EXERCISE INPUTS below:

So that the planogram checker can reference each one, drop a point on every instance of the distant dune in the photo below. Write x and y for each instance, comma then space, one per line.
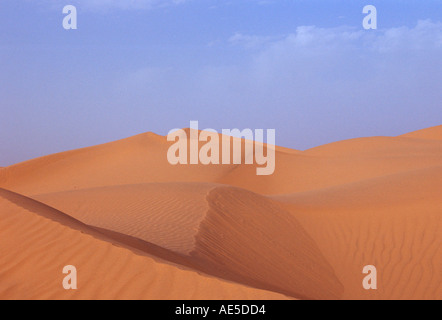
137, 227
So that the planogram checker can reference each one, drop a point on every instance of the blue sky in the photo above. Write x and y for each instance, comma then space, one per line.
305, 68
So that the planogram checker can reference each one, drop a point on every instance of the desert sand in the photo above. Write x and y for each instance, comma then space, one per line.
137, 227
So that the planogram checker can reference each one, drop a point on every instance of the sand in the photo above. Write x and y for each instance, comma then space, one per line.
137, 227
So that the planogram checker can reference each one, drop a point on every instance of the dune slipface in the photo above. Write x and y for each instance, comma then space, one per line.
137, 227
223, 231
38, 241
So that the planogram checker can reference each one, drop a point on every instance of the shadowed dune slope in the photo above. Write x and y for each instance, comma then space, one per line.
393, 222
38, 241
224, 231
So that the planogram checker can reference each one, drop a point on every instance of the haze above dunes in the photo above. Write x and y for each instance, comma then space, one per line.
137, 227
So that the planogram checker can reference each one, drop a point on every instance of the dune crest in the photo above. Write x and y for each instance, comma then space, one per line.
35, 248
124, 215
219, 230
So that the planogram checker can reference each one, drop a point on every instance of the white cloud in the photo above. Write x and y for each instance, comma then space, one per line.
326, 81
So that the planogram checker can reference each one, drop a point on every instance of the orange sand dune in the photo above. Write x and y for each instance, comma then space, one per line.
137, 227
339, 163
38, 241
139, 159
222, 231
392, 222
142, 159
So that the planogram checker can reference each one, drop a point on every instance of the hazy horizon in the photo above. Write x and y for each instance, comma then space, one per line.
305, 68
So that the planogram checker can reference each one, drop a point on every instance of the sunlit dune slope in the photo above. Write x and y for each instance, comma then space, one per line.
143, 159
392, 222
138, 159
223, 231
339, 163
38, 241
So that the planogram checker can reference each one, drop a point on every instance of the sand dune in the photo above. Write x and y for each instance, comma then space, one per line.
38, 241
222, 231
339, 163
392, 222
138, 227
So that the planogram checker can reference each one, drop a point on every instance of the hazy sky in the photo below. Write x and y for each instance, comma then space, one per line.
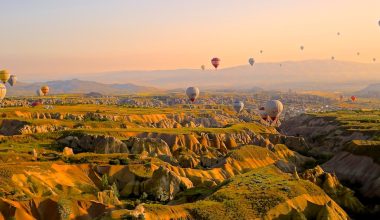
81, 36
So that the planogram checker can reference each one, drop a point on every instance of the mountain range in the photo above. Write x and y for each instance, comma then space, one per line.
326, 75
76, 86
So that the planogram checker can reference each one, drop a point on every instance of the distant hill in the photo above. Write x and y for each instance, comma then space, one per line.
76, 86
301, 75
372, 90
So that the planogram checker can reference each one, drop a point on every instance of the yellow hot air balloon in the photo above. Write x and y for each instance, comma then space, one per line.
45, 90
4, 76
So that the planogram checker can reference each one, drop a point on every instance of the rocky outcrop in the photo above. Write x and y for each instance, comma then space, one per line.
356, 169
331, 185
165, 184
154, 146
94, 143
16, 127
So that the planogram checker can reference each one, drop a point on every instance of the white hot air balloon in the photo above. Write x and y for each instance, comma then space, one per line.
251, 61
263, 113
3, 91
192, 93
274, 108
12, 80
238, 106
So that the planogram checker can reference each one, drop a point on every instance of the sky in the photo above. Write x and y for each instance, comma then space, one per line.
48, 37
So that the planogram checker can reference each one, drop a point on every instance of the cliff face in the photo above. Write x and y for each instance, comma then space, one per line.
158, 165
347, 141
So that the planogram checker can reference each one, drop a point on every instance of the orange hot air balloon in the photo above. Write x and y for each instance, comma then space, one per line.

End of EXERCISE INPUTS.

Produce an exact copy of each line of data, skipping embedded images.

So that the planogram checker can reference each one, drop a point on every instance of the distant dune in the photo below. Write x and y for each instance, comma then space, one per line.
137, 227
So that the planogram checker can reference each one, drop a point on every instance of the blue sky in the photo above. Write x and y for each instance, comma then space, one per line.
305, 68
So that the planogram checker can reference each one, drop a point on every instance of the desert sand in the photo above. Write x and y for each instance, comma then space, one per line.
137, 227
So that the planogram checker can reference each one, drop a point on every instance of the sand in the photo above. Write x and y for each instance, comma then space, one per line.
137, 227
So that the planogram checker can reference each one, drop a point on every instance of the dune slipface in the photo above. Write x and y for each instance, comma then space, one per line.
137, 227
223, 231
38, 241
So that the planogram checker can reference each one, drop a point on every instance of the shadowed dune slope in the photo above. Write x and y for each instance, comma then space, one per line.
393, 222
38, 241
224, 231
So that the planogram checker can reference each one, drop a point on every instance of the haze above dunes in the photo above. Write x and y for each instance, comma then space, one per line.
137, 227
So that the planogram checker can reference each one, drop a point on every instance of the dune crest in the photo above. Write x and y for each instance, comma then space, one per line.
35, 248
124, 215
219, 230
So that the planogram checker can reference each one, drop a point on every instance of the white cloud in the photo above. Write x and y for each instance, comma then space, one per line.
326, 81
So that the planogram checker can reference each one, drop a point on every instance of the orange sand dune in the photo above. Write x and y for each instance, comma then space, one per line.
137, 227
339, 163
38, 241
139, 159
222, 231
392, 222
142, 159
So that the planogram checker can reference each one, drop a point on every instance of the hazy horizon in the photo above. Write x and y for each instance, comma then space, one per line.
305, 68
So that the planogram checker can reference each one, drop a point on every instance of the sunlit dune slope in the photo above. Write x and y for each instance, comma then space, one per line.
143, 159
392, 222
138, 159
223, 231
339, 163
38, 241
So that the planogram checker can reference each one, drop a point on every instance of the sand dune in the photo above. Write x and y for each instance, comma then space, one per line.
38, 241
222, 231
339, 163
392, 222
138, 227
So that the planogram checker can reference each one, drop a point on every instance of the hazy sky in the photo below. Write x and y for each instance, comma then space, one per line.
81, 36
So that the planogram checker can reference each one, drop a point on every instance of the mountain range in the photo above. Write x and y for each instance, comma then space, one per line.
326, 75
76, 86
So that the planogram checker can reference each one, drop a point on every instance of the distant hill in the photo above. Write x and y for each instance, comma then space, one per line.
76, 86
301, 75
372, 90
So that the planogram checker can reference each one, drop a point on every instance of the yellow hot air balloon in the photo above. Write x and y for each instance, comma then space, one per line.
45, 90
4, 76
So that the planogram checker can reference each one, drop a point on every instance of the rocky outcrop in the photo above. Write x and y for each instance, comma then space, one per line.
356, 169
331, 185
165, 184
154, 146
94, 143
16, 127
So that the planogram checker can reference each one, drop a point on every instance of the white hot air balloon in the photo above. Write x and y for each instance, comma then space, one per line.
251, 61
263, 113
3, 91
192, 93
274, 108
12, 80
238, 106
So that the planogram checker can reference each one, drop a point on every instance of the sky in the photo above. Write x and y for each instance, comma then space, one per line.
48, 37
So that the planogram checker can reference each one, drop a point on every instance of the cliff face in the photo above. Write x and y for each instance, comma then space, one per line.
158, 165
347, 141
So that the planogram checker can reference each one, drop a point on every instance of the orange hot air balloon in the photo above. Write x and y for each instance, comma then space, one per line.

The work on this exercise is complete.